▶ _PROBLEMS_
[1] Reproduce the passage from the mining workforce article verbatim, from "And she also" to "Canada and Chile.".
[2] In the mining workforce article, what share of BHP's global employee workforce do women now make up?
[3] Carry on the mining workforce article from its last sentence.

The BHP Australia president said the lack of new workers in the field was nothing to do with what they were being paid. Rather, there needed to be an expansion of the talent pool.
Getting more younger people interested in a career in mining is viewed as a big challenge by the sector.
She also said bringing new talent into the workforce should be treated as a national competitiveness policy.
“Part of the solution lies in expanding Australia’s workforce participation and this highlights the fundamental importance of the entire industry’s work to build a more diverse and inclusive workforce,” she said.
“Women now make up over 37 per cent of our employee workforce globally. This has not happened by chance.”
Ms Slattery indicated both the private and public sector had a role to play in expanding the workforce, and lauded the Federal Government’s efforts to expand free TAFE courses as “commendable”.
And she also reinforced the mining giant’s concerns regarding Australia’s permitting processes, and said they needed to be tightened to keep Australia competitive against other mining nations such as the US, Canada and Chile.

▶ _GIVEN ENTRIES_

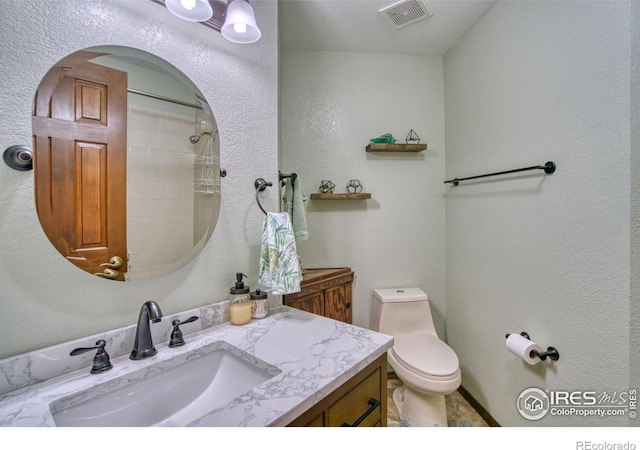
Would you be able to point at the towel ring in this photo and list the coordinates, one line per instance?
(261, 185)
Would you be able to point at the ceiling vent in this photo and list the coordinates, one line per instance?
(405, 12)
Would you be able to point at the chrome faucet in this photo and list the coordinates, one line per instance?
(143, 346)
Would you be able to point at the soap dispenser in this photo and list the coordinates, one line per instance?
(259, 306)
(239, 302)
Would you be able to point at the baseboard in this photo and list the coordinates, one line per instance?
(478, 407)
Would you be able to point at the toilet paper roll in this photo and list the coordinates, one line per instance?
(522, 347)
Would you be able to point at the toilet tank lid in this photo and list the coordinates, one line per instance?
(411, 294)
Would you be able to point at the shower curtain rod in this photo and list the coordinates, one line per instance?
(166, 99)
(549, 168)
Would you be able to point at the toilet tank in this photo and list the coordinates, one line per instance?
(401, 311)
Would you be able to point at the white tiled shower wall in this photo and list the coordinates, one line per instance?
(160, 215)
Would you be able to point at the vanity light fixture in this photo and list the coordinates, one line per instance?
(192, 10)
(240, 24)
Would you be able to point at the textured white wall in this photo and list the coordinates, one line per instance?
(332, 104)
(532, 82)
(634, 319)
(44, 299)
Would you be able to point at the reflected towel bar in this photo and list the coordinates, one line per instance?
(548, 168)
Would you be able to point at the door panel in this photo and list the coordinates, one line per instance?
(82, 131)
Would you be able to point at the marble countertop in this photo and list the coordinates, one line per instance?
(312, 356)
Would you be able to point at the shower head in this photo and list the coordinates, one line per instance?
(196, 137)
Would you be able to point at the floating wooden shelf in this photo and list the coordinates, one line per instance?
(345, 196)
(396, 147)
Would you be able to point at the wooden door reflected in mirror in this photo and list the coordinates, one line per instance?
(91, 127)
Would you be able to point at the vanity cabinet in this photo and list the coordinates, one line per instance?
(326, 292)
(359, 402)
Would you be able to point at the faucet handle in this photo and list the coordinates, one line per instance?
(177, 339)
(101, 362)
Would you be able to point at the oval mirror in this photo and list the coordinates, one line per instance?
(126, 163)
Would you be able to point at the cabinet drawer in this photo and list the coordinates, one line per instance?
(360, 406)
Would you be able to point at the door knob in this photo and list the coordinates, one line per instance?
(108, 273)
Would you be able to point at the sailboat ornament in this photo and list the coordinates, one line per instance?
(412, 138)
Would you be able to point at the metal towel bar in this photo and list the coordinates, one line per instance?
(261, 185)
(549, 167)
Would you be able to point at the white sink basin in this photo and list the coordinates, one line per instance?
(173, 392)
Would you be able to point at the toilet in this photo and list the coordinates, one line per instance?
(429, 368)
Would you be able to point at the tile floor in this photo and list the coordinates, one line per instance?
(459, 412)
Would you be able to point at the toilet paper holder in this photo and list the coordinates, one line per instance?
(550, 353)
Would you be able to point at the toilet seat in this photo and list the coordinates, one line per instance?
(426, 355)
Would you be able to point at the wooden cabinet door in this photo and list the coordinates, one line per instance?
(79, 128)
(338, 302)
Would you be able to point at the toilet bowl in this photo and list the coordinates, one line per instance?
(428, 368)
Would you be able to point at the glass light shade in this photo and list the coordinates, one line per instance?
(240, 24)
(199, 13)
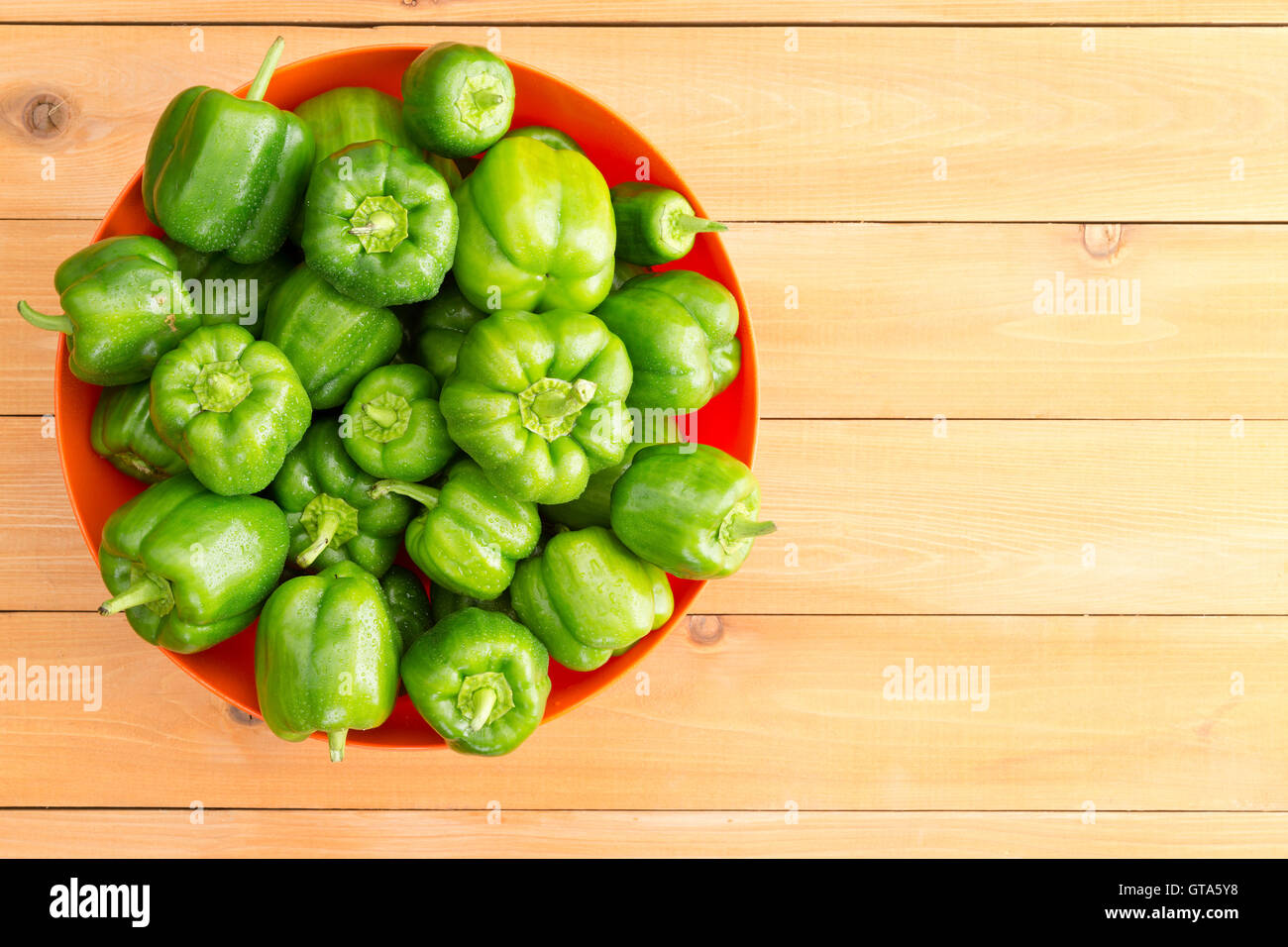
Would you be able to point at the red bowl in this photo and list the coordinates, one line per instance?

▶ _ANSWERS TO THE EXERCISES_
[1]
And she also reinforced the mining giant’s concerns regarding Australia’s permitting processes, and said they needed to be tightened to keep Australia competitive against other mining nations such as the US, Canada and Chile.

[2] Over 37 per cent.

[3]
“For Australia the principles should be clear: put in place a risk-based permitting system that ensures processing timelines are certain and outcomes are reliable.,” the BHP executive said.
“In short, we must modernise our permitting system in line with the changing nature of competition.”
And other countries had already “figured out” that inefficient regulation caused project delays, according to Ms Slattery.
“The US introduced an Energy Permitting Reform Act this year, and the incoming Trump administration is continuing the conversation about permitting reform.”
She also referenced Canada’s new ‘Federal Permitting Coordinator’ for growth projects, and said that the Government in Chile had also recognised the need for a better permitting system.